» **Your instructions**: Search the listing below for the line containing "positive clicks: (3, 337) (37, 384)". From there through the line containing "box: [0, 271, 71, 414]", transcribe every line exactly, both ends included.

--- Material shown Enclosed Below ---

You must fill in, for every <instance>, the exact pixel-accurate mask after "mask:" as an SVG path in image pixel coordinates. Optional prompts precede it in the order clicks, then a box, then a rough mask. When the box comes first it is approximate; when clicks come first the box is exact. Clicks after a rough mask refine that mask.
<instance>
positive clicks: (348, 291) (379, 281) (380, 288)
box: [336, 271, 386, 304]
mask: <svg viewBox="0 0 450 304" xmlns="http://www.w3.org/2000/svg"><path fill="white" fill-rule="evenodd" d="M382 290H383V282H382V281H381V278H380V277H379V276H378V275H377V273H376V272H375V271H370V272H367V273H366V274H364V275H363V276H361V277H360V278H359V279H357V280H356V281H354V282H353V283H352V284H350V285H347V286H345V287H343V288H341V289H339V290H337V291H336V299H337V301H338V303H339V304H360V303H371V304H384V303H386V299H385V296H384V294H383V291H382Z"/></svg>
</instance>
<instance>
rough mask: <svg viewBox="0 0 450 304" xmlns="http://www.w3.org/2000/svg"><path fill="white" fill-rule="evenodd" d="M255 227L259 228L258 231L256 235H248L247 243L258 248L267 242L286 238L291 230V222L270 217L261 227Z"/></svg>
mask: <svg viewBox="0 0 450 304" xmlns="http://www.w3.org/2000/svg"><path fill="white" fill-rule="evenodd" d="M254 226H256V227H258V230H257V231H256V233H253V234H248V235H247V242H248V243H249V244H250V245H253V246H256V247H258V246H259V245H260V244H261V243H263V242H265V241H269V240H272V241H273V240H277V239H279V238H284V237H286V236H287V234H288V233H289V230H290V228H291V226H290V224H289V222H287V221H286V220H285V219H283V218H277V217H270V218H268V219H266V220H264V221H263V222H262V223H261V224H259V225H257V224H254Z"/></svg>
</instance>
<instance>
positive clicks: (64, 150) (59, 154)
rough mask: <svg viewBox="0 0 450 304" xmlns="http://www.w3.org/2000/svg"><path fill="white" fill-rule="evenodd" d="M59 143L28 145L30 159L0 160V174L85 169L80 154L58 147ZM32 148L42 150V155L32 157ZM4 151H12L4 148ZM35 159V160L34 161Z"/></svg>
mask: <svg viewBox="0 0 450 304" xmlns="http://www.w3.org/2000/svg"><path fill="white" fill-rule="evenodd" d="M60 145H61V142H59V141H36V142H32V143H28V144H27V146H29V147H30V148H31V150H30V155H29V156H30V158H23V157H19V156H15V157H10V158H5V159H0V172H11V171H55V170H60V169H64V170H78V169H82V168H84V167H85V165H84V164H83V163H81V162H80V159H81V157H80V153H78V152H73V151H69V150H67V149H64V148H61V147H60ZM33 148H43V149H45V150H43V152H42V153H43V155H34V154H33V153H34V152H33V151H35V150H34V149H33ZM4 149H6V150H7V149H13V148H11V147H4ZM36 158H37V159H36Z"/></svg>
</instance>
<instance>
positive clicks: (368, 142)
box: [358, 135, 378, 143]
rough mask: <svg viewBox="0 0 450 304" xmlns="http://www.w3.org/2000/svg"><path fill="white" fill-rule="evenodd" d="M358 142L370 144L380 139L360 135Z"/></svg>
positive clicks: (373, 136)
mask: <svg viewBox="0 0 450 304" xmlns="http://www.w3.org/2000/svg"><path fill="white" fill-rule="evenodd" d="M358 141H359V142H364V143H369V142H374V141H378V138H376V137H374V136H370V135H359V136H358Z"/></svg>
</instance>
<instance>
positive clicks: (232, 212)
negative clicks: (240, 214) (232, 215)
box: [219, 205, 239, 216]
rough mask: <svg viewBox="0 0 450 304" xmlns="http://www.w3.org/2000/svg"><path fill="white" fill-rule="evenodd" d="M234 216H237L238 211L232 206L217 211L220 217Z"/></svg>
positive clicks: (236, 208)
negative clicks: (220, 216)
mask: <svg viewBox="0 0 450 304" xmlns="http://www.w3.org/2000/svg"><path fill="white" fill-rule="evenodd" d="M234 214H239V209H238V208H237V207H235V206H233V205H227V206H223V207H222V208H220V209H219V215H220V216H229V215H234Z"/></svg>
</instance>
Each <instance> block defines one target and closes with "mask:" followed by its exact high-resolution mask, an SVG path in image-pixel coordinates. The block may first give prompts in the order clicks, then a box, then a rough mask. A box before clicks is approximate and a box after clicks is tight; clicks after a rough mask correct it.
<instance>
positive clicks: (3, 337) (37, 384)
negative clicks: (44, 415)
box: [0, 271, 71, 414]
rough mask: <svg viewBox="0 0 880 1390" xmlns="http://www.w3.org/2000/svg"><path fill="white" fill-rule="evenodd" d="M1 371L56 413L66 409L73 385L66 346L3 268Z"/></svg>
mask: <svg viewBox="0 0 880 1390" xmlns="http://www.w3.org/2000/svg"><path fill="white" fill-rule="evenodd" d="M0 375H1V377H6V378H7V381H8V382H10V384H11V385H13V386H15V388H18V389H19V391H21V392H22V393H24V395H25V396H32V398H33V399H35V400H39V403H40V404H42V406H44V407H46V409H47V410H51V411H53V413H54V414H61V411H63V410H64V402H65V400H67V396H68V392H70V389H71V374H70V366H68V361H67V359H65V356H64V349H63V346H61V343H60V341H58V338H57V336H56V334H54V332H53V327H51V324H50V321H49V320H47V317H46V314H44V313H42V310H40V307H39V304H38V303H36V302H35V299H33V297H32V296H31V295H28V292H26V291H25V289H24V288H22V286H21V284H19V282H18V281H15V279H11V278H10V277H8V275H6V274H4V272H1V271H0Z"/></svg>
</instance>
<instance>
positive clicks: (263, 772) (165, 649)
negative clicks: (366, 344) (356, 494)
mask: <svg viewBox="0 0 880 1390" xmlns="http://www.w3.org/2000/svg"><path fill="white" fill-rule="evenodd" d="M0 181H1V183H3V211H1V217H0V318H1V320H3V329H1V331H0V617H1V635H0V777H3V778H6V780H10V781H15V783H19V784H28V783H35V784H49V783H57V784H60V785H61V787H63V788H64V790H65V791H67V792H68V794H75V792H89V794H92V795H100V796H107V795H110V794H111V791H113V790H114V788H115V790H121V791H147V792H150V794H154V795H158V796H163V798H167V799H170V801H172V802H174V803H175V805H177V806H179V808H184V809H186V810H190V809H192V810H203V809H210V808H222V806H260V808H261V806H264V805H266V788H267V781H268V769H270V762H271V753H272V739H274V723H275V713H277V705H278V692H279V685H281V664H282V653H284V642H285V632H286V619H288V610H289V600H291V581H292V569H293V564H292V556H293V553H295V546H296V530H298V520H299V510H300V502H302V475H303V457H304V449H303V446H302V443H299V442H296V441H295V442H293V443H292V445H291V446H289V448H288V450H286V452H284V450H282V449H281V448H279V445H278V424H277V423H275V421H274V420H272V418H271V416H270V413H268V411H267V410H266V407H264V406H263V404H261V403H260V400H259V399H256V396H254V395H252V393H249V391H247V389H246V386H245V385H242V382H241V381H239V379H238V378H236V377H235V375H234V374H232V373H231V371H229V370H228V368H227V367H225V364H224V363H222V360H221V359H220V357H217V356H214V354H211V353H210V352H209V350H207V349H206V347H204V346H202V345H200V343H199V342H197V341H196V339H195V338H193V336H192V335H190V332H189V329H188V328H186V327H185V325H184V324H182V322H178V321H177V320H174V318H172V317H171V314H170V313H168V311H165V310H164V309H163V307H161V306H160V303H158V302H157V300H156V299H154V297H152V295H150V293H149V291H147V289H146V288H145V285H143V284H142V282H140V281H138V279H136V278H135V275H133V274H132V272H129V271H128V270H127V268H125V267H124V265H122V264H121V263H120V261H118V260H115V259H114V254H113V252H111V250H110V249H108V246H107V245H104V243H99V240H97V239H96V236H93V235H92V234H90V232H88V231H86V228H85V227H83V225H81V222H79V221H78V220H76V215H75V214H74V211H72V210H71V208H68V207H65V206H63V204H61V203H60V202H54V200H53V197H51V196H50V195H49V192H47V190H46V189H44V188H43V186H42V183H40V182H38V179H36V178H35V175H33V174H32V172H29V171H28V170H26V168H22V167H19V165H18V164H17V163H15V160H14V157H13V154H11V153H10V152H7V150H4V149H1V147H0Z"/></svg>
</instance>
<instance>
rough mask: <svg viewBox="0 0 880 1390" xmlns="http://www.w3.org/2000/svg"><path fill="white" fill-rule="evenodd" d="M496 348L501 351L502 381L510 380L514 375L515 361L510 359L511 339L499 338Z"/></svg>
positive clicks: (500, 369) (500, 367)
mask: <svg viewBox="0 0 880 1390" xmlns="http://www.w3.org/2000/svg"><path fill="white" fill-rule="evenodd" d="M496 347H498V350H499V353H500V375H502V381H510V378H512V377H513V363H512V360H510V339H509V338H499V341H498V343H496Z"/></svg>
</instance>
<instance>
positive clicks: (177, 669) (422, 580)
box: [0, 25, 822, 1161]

--- End of Enclosed Material shown ---

» **Task result**:
positive clicks: (3, 337) (37, 384)
negative clicks: (44, 415)
box: [0, 271, 71, 414]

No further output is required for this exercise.